Try it: If a line in the records below contains "black", copy that line.

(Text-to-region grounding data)

· · · ·

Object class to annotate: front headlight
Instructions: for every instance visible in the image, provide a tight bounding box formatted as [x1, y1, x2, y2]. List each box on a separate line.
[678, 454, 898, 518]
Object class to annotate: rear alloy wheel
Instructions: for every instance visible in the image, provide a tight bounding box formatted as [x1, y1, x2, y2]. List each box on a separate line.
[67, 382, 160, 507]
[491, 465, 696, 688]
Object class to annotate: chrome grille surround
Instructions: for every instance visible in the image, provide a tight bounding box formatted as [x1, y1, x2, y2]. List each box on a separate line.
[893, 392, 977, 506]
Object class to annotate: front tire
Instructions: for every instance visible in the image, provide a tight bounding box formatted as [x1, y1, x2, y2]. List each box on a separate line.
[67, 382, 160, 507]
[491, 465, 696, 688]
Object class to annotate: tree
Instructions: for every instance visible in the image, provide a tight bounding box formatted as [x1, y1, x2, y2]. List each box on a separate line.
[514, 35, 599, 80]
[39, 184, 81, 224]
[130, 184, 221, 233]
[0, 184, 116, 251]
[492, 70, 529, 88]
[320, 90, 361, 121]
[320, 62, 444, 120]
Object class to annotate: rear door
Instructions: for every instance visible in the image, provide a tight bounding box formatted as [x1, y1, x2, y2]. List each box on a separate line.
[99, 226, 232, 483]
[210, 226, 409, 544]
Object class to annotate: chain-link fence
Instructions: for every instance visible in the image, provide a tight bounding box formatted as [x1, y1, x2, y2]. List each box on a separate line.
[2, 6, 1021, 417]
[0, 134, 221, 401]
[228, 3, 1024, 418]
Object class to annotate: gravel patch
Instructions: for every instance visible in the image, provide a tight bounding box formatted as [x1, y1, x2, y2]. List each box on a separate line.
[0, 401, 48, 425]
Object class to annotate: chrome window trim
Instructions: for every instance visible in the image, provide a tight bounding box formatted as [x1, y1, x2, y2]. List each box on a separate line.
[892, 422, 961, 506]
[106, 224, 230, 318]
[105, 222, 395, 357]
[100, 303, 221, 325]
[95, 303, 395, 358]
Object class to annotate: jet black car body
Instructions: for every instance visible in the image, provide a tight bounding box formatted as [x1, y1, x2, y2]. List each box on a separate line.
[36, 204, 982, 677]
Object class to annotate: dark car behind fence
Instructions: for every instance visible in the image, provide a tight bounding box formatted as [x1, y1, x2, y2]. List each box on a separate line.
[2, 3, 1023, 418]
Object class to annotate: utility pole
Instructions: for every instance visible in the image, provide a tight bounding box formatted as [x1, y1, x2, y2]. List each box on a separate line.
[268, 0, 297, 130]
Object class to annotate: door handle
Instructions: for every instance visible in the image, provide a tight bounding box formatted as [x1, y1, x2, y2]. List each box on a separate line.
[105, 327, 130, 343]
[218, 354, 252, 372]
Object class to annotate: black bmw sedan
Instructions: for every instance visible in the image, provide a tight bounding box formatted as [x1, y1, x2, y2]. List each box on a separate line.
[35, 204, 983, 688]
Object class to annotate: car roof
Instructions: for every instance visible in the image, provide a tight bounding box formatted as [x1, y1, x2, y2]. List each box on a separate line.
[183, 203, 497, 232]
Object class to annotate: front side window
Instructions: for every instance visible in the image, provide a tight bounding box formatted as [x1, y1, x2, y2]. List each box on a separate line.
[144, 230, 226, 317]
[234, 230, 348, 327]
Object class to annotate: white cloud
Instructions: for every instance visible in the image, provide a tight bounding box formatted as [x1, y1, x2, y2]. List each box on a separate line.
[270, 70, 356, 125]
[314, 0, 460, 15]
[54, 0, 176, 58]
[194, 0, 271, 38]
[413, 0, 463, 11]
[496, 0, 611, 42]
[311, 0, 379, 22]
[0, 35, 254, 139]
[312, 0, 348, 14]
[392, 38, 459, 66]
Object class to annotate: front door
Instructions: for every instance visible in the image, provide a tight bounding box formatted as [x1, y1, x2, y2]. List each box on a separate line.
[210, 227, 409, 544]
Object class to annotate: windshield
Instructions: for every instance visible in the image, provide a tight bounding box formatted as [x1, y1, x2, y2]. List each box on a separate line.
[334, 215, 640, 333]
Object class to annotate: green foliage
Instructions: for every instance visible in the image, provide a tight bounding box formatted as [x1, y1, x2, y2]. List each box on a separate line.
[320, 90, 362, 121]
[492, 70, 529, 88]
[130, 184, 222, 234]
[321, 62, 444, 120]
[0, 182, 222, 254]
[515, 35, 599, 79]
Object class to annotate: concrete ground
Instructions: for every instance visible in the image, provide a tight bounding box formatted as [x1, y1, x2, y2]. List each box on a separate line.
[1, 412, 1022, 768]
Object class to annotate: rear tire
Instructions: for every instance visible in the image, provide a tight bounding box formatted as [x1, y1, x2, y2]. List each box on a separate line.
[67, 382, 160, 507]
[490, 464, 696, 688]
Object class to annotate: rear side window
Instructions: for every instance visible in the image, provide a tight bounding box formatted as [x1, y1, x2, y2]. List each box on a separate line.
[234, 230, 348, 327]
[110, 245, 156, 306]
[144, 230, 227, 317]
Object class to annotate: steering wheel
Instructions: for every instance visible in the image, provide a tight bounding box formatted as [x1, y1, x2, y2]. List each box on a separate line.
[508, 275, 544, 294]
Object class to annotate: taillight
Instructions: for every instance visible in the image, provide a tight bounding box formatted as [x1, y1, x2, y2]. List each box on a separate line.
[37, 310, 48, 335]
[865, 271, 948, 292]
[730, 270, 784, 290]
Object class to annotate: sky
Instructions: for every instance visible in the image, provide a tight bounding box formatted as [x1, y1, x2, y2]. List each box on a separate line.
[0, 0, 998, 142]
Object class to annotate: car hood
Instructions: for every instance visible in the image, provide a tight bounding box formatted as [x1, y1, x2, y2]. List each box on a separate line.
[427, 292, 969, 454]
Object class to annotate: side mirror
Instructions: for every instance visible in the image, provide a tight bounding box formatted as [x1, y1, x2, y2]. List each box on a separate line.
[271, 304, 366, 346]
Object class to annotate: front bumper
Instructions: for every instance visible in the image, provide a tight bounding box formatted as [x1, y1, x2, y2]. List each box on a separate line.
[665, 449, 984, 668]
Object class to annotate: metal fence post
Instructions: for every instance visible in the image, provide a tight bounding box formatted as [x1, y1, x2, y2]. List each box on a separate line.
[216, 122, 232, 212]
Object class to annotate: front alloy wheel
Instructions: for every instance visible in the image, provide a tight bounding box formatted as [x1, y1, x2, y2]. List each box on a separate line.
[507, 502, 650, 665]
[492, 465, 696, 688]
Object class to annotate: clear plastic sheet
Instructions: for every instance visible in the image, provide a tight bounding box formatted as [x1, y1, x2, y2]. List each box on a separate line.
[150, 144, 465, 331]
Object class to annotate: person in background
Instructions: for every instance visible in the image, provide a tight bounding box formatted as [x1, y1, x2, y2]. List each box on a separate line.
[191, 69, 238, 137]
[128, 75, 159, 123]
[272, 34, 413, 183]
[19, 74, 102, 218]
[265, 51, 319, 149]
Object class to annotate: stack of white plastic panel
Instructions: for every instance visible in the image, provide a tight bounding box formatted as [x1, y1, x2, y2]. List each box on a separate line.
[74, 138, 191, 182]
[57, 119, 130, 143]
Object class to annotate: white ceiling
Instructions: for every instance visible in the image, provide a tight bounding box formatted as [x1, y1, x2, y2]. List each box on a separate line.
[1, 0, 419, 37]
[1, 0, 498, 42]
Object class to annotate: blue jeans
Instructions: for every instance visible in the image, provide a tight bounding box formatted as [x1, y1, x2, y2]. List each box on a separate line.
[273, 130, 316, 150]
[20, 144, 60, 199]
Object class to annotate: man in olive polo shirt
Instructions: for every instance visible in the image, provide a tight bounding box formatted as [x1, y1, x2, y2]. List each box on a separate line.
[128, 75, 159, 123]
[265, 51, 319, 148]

· · · ·

Answer to this exercise:
Object class to annotate: jet black car body
Object class to annotate: black bmw sedan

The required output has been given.